----- Records for this exercise -----

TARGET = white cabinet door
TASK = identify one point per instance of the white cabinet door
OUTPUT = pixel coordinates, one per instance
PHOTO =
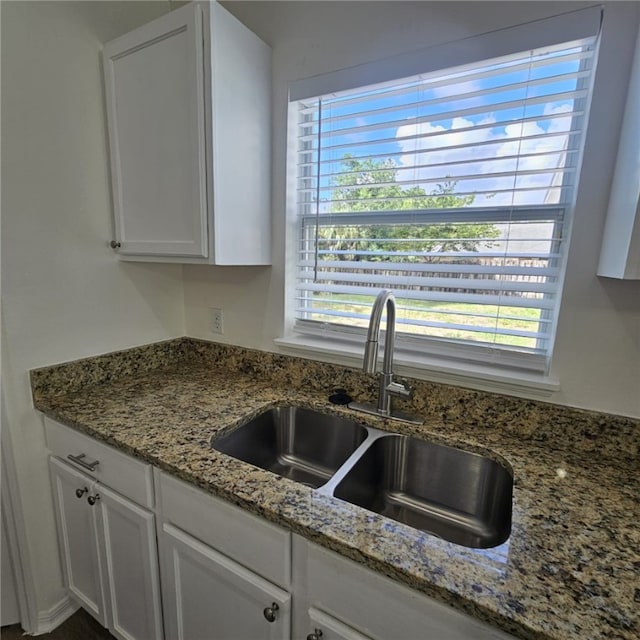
(207, 596)
(154, 81)
(325, 627)
(189, 118)
(131, 567)
(77, 534)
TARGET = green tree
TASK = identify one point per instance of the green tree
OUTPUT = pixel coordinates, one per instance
(370, 185)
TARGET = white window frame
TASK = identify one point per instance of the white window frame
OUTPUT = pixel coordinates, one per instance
(419, 355)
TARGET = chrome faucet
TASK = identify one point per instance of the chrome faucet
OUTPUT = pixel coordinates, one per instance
(387, 387)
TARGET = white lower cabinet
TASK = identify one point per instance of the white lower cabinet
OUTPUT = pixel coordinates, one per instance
(78, 537)
(208, 596)
(109, 553)
(225, 573)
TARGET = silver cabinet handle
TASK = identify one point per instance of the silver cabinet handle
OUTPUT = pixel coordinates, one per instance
(80, 459)
(271, 613)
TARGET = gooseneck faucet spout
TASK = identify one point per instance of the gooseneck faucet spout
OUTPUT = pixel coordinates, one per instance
(385, 299)
(387, 387)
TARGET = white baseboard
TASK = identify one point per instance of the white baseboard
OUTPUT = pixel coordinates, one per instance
(54, 617)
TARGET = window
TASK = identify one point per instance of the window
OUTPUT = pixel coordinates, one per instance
(455, 189)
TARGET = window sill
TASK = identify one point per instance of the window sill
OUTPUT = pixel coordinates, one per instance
(415, 365)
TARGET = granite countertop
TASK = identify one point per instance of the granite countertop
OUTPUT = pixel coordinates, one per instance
(570, 568)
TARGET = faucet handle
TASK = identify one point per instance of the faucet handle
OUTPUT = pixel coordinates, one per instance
(399, 389)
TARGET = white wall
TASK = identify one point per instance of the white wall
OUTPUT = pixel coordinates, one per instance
(597, 356)
(64, 293)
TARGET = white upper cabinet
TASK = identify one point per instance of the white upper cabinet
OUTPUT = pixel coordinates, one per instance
(189, 117)
(620, 253)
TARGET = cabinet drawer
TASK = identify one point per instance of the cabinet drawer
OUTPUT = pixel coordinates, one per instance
(262, 547)
(126, 475)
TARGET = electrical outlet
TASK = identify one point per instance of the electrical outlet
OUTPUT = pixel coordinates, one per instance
(216, 321)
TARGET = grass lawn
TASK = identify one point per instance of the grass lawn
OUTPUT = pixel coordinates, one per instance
(469, 315)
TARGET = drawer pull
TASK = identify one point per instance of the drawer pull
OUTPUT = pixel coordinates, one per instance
(93, 499)
(80, 459)
(271, 613)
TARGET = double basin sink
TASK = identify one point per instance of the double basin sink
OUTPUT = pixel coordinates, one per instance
(457, 495)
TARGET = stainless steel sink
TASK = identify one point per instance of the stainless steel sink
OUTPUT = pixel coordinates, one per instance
(457, 495)
(299, 444)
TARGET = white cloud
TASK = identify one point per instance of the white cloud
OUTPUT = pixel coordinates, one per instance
(491, 157)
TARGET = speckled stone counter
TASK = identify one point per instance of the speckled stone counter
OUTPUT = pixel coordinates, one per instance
(571, 567)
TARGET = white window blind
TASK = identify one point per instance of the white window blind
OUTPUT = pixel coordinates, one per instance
(453, 188)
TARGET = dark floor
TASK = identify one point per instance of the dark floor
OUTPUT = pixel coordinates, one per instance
(80, 626)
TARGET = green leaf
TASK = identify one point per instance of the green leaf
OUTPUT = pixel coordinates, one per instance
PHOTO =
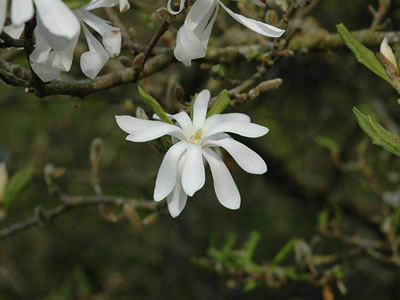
(154, 105)
(362, 53)
(16, 185)
(73, 4)
(222, 101)
(284, 252)
(327, 143)
(379, 135)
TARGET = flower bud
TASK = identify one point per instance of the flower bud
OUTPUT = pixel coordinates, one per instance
(387, 51)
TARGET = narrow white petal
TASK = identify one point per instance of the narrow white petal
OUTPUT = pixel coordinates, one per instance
(225, 188)
(246, 158)
(3, 13)
(387, 51)
(100, 3)
(167, 174)
(15, 31)
(60, 23)
(256, 26)
(45, 73)
(131, 124)
(177, 199)
(245, 129)
(21, 11)
(200, 109)
(94, 60)
(124, 6)
(193, 176)
(181, 7)
(219, 118)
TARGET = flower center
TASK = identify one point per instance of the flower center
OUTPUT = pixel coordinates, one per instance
(194, 139)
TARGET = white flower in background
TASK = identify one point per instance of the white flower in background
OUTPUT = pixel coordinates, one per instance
(387, 52)
(3, 179)
(182, 173)
(47, 62)
(193, 36)
(59, 23)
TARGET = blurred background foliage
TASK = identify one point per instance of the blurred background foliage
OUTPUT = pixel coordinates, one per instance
(81, 255)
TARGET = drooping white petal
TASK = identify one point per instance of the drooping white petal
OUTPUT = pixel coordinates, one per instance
(177, 199)
(21, 11)
(131, 124)
(225, 188)
(59, 22)
(166, 177)
(193, 176)
(193, 36)
(246, 158)
(14, 30)
(111, 36)
(245, 129)
(100, 3)
(256, 26)
(387, 51)
(200, 109)
(124, 6)
(181, 7)
(94, 60)
(219, 118)
(3, 13)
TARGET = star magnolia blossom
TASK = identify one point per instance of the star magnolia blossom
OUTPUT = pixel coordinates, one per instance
(59, 23)
(182, 173)
(47, 62)
(193, 36)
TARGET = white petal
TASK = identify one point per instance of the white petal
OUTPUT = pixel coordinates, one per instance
(200, 109)
(193, 36)
(256, 26)
(100, 3)
(112, 41)
(124, 6)
(225, 188)
(131, 124)
(246, 158)
(387, 51)
(245, 129)
(166, 177)
(181, 7)
(3, 13)
(59, 22)
(94, 60)
(45, 73)
(15, 31)
(177, 199)
(21, 11)
(193, 176)
(219, 118)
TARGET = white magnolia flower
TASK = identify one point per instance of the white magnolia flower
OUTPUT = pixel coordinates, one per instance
(193, 36)
(47, 62)
(3, 179)
(181, 173)
(59, 24)
(387, 51)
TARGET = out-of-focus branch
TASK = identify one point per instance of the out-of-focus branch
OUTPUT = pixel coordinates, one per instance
(69, 203)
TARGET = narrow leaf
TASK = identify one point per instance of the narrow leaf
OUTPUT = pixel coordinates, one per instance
(379, 135)
(154, 105)
(222, 101)
(73, 4)
(16, 185)
(362, 53)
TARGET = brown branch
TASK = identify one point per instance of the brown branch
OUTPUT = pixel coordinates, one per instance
(71, 202)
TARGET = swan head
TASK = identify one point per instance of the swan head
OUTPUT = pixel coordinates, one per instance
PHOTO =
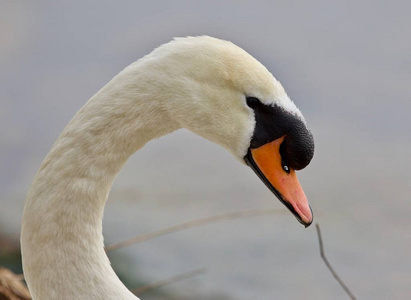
(219, 91)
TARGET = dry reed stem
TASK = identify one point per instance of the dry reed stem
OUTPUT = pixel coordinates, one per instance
(320, 240)
(195, 223)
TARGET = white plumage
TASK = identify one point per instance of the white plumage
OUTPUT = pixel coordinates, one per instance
(199, 83)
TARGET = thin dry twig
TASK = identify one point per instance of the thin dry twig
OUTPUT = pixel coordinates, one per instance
(173, 279)
(195, 223)
(320, 240)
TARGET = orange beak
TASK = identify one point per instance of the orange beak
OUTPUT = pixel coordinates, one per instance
(267, 163)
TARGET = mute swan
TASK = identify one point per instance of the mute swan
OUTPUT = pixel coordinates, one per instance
(209, 86)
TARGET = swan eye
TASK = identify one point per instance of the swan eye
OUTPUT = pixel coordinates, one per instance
(253, 102)
(286, 168)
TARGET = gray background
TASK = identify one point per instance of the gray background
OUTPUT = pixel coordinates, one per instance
(346, 65)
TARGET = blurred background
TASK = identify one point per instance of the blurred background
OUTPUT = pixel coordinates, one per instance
(347, 65)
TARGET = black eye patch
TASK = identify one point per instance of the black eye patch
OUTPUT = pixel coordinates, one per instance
(273, 122)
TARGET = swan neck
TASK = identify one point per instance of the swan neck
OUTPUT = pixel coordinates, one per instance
(62, 243)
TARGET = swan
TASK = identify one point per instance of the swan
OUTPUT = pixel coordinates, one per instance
(207, 85)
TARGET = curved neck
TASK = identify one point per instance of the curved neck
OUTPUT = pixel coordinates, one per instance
(62, 242)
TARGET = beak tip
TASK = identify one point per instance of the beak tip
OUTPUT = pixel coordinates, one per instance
(310, 221)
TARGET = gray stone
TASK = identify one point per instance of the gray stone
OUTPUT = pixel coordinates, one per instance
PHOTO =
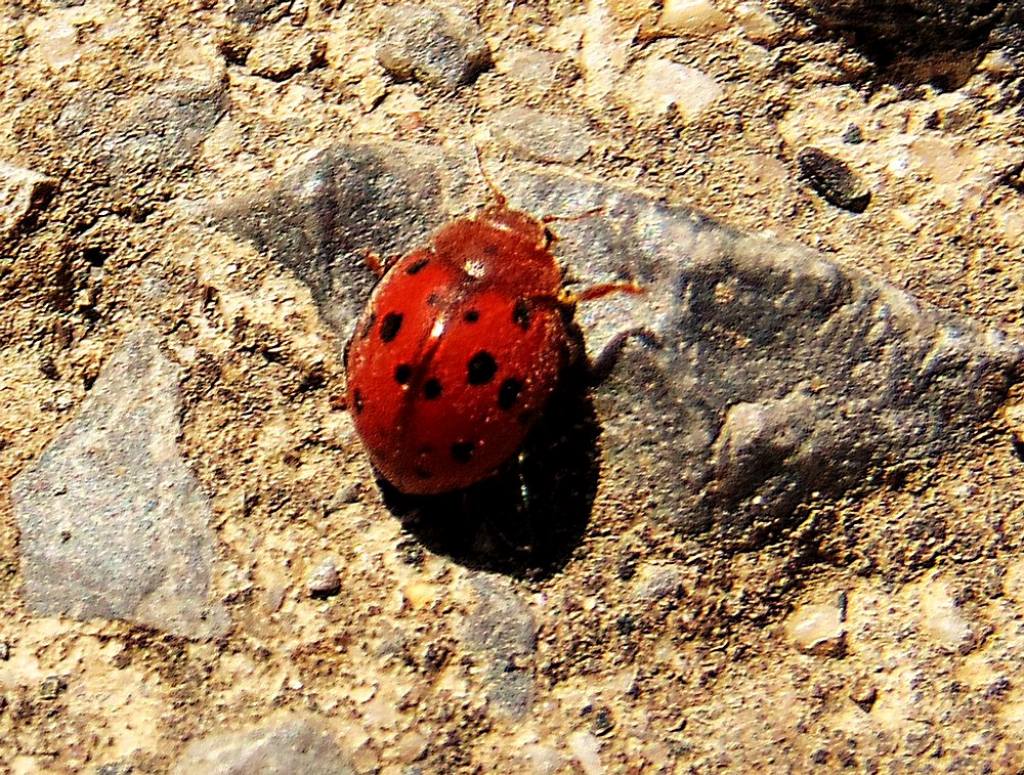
(23, 195)
(113, 524)
(321, 220)
(777, 375)
(541, 136)
(769, 376)
(137, 143)
(289, 746)
(834, 179)
(433, 45)
(913, 26)
(501, 630)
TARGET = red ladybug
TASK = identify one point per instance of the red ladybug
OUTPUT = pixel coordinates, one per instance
(460, 347)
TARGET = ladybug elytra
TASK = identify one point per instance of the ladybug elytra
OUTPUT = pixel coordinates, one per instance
(459, 348)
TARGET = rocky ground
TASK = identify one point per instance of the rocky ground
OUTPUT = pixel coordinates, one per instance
(782, 533)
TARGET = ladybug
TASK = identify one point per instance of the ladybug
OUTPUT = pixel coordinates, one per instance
(459, 348)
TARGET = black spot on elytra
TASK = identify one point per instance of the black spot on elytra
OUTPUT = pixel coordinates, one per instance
(520, 314)
(481, 369)
(508, 393)
(415, 268)
(432, 388)
(390, 327)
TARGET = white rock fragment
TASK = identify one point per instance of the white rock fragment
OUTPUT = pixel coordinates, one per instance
(817, 629)
(941, 617)
(324, 582)
(284, 50)
(22, 192)
(691, 17)
(657, 86)
(587, 749)
(758, 26)
(532, 68)
(603, 52)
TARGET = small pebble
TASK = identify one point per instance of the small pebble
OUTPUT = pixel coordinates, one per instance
(603, 723)
(541, 136)
(863, 693)
(758, 26)
(691, 17)
(657, 86)
(587, 750)
(433, 46)
(834, 179)
(324, 582)
(1014, 417)
(283, 51)
(817, 630)
(853, 135)
(52, 687)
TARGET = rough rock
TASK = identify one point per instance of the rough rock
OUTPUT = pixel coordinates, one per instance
(914, 26)
(834, 179)
(655, 87)
(691, 17)
(541, 136)
(284, 50)
(113, 522)
(768, 375)
(817, 629)
(290, 745)
(138, 143)
(501, 630)
(773, 376)
(432, 45)
(324, 580)
(256, 13)
(23, 195)
(346, 200)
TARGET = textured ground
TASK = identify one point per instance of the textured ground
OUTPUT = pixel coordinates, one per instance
(782, 533)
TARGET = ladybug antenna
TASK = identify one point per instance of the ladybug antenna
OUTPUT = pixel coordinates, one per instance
(495, 191)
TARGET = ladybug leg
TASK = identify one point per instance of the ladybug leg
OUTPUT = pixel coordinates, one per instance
(577, 217)
(599, 291)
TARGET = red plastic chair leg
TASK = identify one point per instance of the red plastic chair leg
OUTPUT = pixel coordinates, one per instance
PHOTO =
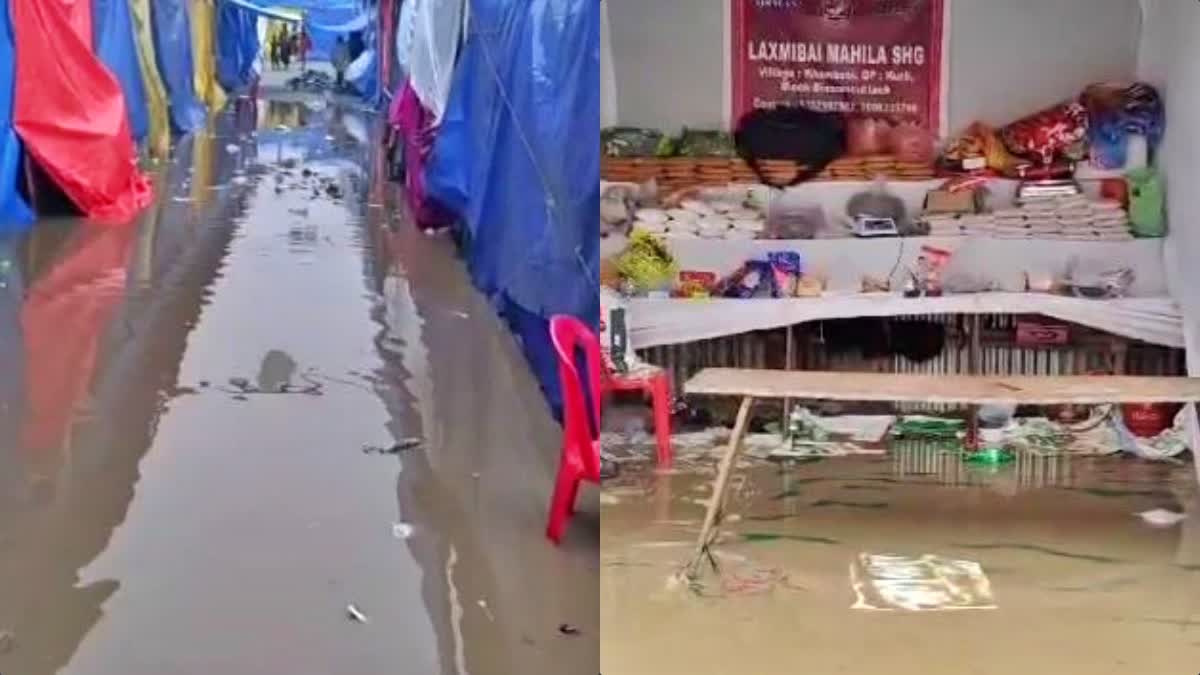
(562, 505)
(661, 395)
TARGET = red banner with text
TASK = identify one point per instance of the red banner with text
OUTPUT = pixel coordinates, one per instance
(865, 58)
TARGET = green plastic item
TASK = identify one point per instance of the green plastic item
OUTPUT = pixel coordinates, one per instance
(1147, 203)
(928, 428)
(991, 457)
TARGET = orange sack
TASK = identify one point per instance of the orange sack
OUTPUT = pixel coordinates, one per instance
(70, 111)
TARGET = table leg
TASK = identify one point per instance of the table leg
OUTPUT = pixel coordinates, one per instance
(720, 488)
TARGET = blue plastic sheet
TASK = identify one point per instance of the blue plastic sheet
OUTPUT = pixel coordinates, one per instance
(323, 27)
(15, 213)
(237, 45)
(113, 37)
(173, 48)
(516, 161)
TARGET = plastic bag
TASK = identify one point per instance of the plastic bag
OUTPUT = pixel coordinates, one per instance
(877, 202)
(1117, 111)
(965, 273)
(1050, 133)
(1092, 278)
(793, 221)
(629, 142)
(694, 143)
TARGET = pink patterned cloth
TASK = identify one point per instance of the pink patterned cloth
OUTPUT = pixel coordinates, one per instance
(417, 129)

-----

Exercise requirements: In the records above, some lines may contain the word "flower"; copy every one of them.

Completed exercise:
TARGET = flower bud
TASK = identify one point per instance of the flower bud
TARGET = flower center
TASK = identify one point per instance of the flower center
TARGET = white flower in background
TASK = identify one point per instance of the white flower in background
TARGET = white magnolia flower
TASK = identify one point per instance of the white magnolia flower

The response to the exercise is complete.